* [Written task]: Pick out and copy every line in the items below that contains the string "field". Matches must have the same uppercase and lowercase letters.

Pointing records for named objects
○ ○ ○ ○
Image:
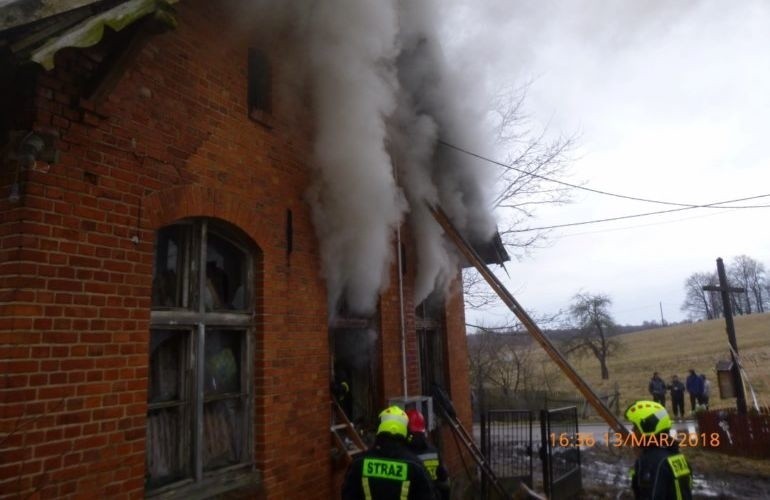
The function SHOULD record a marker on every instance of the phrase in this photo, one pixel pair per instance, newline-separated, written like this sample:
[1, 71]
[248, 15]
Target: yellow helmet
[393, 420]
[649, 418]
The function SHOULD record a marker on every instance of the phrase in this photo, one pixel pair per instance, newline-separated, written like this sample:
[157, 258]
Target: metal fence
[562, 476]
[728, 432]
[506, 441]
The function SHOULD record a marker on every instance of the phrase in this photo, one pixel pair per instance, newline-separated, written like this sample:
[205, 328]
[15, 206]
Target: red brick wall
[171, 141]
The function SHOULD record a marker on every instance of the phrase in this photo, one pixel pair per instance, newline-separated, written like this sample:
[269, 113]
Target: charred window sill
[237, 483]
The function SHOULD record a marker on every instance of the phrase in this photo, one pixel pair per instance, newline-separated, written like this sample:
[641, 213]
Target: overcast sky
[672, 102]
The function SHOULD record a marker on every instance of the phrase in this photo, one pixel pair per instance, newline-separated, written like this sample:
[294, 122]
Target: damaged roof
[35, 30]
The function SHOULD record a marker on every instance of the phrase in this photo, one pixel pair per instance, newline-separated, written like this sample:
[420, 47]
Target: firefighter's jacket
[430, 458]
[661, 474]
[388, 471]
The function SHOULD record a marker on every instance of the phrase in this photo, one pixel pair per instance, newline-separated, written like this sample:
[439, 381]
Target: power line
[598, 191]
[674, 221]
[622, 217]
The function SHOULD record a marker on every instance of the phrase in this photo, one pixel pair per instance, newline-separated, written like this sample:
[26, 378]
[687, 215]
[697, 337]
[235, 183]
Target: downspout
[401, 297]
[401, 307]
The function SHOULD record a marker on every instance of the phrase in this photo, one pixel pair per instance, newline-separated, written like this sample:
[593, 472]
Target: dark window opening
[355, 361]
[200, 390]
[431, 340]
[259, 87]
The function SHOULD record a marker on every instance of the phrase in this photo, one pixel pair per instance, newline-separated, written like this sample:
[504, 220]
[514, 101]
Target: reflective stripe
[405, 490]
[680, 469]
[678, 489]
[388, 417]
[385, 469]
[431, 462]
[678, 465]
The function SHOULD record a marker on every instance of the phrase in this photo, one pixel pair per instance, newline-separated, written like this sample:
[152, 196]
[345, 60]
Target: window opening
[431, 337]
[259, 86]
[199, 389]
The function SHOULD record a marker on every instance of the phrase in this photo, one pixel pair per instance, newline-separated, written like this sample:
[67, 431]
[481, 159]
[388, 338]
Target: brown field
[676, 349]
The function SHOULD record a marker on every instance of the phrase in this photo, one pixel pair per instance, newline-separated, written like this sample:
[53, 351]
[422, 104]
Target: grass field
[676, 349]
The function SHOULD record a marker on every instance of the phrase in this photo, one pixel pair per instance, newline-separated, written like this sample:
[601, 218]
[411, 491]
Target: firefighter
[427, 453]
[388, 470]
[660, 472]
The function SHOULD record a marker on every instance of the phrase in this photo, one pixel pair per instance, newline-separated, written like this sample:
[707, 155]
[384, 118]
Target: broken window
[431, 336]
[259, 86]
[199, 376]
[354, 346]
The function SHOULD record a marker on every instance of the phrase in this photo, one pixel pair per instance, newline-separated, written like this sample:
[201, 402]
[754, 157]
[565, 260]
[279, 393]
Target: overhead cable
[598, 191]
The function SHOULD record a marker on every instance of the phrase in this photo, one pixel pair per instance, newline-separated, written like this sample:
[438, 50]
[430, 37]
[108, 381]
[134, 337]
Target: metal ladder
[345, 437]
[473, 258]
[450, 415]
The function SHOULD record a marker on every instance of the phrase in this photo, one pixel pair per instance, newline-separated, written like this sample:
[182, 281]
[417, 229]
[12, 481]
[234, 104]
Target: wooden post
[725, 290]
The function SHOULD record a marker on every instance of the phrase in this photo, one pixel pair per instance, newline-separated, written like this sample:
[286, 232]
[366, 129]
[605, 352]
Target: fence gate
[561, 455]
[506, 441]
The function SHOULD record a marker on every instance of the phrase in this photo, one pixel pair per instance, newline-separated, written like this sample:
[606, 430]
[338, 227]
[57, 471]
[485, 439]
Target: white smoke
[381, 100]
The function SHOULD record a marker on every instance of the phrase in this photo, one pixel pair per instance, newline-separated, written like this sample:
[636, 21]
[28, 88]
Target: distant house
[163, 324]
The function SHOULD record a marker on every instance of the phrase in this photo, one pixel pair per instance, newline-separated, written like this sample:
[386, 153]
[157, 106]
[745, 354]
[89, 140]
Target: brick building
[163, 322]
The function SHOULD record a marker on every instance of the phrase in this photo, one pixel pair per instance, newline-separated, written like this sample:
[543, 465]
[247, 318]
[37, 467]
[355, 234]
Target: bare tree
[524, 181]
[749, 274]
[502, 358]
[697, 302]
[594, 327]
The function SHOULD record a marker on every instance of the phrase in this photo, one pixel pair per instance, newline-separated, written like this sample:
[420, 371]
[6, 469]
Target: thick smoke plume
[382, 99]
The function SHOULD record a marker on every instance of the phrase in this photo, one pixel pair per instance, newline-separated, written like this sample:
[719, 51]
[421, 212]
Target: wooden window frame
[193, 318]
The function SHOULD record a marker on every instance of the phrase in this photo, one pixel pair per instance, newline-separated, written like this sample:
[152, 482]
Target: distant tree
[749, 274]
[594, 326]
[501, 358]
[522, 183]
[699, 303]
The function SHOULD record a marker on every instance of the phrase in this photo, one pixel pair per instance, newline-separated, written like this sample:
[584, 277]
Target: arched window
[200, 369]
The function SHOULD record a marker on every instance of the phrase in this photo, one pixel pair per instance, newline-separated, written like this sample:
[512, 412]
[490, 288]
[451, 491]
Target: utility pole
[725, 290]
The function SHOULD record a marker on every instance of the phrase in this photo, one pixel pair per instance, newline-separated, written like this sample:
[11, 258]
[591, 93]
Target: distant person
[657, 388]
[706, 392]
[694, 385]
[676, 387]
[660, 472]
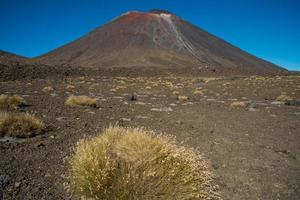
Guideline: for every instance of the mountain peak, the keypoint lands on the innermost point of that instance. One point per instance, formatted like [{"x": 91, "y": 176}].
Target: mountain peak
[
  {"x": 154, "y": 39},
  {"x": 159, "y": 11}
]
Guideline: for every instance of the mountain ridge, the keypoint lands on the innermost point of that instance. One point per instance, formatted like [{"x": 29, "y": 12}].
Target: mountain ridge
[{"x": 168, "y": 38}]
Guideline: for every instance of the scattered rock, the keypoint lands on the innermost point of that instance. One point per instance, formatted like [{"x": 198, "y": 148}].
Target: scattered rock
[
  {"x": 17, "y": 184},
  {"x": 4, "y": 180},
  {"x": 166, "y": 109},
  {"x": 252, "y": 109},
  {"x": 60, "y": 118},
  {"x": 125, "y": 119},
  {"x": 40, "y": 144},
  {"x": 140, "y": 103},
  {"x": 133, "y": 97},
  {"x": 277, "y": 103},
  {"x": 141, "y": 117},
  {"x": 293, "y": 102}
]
○ ○ ○ ○
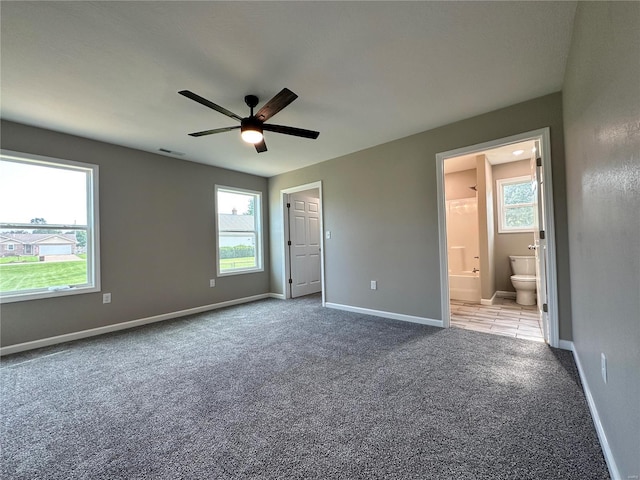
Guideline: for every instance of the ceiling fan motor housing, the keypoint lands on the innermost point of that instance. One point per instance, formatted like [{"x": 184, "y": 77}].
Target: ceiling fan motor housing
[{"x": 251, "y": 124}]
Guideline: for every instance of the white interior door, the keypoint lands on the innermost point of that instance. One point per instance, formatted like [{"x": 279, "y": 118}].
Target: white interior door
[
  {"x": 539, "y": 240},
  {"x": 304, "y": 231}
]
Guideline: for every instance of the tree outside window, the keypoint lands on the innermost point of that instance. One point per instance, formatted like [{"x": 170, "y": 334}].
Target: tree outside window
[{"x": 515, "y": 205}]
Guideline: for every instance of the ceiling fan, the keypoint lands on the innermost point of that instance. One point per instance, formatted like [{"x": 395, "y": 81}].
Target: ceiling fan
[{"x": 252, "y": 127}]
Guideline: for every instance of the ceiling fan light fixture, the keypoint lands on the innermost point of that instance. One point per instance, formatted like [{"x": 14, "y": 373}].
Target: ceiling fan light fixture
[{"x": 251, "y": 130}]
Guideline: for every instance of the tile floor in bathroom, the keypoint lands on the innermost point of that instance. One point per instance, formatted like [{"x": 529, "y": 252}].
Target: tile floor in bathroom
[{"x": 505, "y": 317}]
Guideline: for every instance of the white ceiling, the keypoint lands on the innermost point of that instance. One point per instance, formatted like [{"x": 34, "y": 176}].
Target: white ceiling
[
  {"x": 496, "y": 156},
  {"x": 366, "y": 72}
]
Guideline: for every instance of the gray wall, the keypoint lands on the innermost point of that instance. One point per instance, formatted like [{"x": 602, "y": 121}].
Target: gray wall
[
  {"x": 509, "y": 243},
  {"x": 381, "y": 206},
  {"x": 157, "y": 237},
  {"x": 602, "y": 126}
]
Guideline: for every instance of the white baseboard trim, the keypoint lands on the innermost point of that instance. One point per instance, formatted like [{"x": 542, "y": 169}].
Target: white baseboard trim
○ ○ ○ ○
* [Task answer]:
Target: brown field
Target: grass field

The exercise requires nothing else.